Work item: From the entries, copy every line that carries the string "dark".

Data:
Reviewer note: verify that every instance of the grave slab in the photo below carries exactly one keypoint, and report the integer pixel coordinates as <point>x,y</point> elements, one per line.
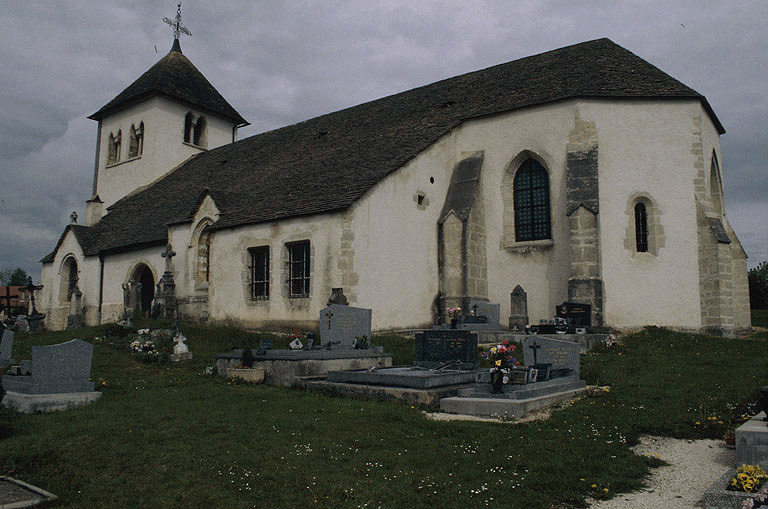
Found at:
<point>437,346</point>
<point>404,376</point>
<point>752,442</point>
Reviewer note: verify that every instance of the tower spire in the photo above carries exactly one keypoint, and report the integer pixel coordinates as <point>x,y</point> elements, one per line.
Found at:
<point>178,28</point>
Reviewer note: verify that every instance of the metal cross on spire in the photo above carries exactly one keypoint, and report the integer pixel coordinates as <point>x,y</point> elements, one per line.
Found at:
<point>178,28</point>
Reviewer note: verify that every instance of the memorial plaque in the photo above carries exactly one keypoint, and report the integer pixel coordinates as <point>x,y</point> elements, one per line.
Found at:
<point>438,346</point>
<point>342,324</point>
<point>487,309</point>
<point>580,315</point>
<point>562,355</point>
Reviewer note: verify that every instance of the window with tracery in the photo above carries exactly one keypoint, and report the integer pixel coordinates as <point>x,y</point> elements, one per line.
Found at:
<point>531,202</point>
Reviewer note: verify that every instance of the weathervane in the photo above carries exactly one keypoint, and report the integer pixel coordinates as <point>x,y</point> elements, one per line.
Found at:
<point>178,28</point>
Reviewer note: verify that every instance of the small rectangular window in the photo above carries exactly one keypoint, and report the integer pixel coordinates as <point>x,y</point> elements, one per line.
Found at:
<point>259,272</point>
<point>298,269</point>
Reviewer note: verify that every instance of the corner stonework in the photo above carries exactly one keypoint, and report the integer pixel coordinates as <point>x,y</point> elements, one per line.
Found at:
<point>585,284</point>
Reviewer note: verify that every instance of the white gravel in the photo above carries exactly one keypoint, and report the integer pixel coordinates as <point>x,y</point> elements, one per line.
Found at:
<point>693,466</point>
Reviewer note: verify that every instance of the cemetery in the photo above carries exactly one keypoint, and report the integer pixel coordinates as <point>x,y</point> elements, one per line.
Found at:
<point>360,410</point>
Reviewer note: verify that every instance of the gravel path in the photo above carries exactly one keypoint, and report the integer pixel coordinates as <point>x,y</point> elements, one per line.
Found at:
<point>693,466</point>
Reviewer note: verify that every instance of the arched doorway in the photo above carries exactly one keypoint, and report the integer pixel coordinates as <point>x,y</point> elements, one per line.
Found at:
<point>143,275</point>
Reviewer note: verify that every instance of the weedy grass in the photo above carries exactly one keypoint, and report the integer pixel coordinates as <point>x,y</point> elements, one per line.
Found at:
<point>171,435</point>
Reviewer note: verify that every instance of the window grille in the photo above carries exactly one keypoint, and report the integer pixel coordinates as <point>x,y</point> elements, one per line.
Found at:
<point>641,228</point>
<point>298,269</point>
<point>259,270</point>
<point>531,195</point>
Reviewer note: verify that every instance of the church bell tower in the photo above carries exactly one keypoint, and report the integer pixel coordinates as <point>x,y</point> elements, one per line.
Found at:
<point>169,114</point>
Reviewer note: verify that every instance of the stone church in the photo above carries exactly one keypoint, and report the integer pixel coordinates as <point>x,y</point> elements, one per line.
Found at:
<point>582,174</point>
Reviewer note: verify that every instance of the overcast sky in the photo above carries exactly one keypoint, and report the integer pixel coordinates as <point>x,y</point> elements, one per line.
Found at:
<point>282,62</point>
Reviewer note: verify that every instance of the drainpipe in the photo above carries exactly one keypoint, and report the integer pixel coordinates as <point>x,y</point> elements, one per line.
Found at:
<point>101,289</point>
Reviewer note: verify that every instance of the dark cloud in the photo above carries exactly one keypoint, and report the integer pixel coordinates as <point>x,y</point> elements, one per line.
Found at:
<point>282,62</point>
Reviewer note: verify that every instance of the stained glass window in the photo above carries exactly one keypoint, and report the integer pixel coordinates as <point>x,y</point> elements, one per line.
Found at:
<point>531,188</point>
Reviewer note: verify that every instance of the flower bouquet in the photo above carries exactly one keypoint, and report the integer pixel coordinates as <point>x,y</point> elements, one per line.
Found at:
<point>502,360</point>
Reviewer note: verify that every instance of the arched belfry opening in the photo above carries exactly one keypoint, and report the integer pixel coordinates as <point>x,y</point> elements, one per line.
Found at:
<point>143,275</point>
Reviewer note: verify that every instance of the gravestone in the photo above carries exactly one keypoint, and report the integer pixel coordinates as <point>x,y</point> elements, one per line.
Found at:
<point>340,325</point>
<point>56,369</point>
<point>180,349</point>
<point>563,356</point>
<point>436,347</point>
<point>518,316</point>
<point>338,297</point>
<point>578,314</point>
<point>6,347</point>
<point>485,316</point>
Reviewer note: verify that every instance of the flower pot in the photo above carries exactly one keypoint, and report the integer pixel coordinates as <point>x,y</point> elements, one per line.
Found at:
<point>252,375</point>
<point>497,379</point>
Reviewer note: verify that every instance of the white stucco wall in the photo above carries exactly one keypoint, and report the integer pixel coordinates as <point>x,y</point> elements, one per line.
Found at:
<point>383,251</point>
<point>164,146</point>
<point>228,291</point>
<point>52,300</point>
<point>646,148</point>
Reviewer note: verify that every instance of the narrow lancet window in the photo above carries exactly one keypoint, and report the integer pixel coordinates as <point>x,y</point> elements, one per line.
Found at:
<point>641,228</point>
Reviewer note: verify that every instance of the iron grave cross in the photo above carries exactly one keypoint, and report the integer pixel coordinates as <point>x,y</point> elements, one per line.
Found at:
<point>178,28</point>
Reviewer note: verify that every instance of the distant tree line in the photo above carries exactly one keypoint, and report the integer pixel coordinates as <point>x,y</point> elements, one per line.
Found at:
<point>10,277</point>
<point>758,286</point>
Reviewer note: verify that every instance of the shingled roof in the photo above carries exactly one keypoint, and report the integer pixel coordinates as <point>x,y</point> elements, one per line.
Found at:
<point>176,77</point>
<point>327,163</point>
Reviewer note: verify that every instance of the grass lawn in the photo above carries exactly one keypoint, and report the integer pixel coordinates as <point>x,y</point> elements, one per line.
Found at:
<point>173,436</point>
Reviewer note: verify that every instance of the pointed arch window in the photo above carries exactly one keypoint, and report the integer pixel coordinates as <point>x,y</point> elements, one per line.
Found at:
<point>189,122</point>
<point>531,198</point>
<point>113,154</point>
<point>715,194</point>
<point>204,255</point>
<point>641,228</point>
<point>199,138</point>
<point>136,147</point>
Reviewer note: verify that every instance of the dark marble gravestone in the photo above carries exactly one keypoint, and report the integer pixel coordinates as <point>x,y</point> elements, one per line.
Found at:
<point>578,314</point>
<point>340,325</point>
<point>6,346</point>
<point>438,346</point>
<point>563,356</point>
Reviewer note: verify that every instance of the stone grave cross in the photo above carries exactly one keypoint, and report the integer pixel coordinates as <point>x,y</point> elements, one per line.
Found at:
<point>7,299</point>
<point>31,287</point>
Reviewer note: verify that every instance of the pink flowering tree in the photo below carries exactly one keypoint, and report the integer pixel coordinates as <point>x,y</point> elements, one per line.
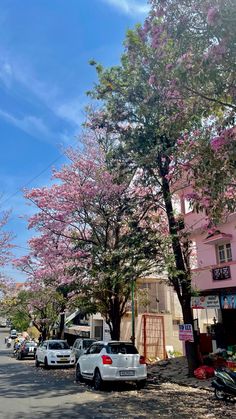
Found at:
<point>96,232</point>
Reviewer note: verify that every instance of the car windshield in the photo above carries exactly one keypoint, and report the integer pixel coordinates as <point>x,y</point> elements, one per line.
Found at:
<point>88,343</point>
<point>58,345</point>
<point>121,348</point>
<point>30,344</point>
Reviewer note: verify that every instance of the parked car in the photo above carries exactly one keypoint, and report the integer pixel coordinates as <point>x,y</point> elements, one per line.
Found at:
<point>80,346</point>
<point>26,349</point>
<point>53,353</point>
<point>111,361</point>
<point>3,323</point>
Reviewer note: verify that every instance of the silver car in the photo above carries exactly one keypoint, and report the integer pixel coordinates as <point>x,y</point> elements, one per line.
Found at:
<point>111,361</point>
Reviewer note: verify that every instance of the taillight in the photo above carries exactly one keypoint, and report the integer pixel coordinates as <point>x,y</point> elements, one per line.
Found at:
<point>142,360</point>
<point>106,360</point>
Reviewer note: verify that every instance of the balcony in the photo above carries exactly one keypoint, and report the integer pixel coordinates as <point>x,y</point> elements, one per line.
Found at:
<point>214,276</point>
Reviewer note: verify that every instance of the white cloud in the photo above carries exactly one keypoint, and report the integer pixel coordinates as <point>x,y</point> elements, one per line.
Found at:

Expected output:
Reviewer note: verify that every instance of the dark cloud in the photo above carries exactly one keypoint, and report the integer pixel coordinates as <point>x,y</point> elements, one per line.
Reviewer note: verify that every instance of the dark marble gravestone in the photo above carries exactly one keypoint, and report the integer pixel coordinates as <point>x,y</point> elements, one per line.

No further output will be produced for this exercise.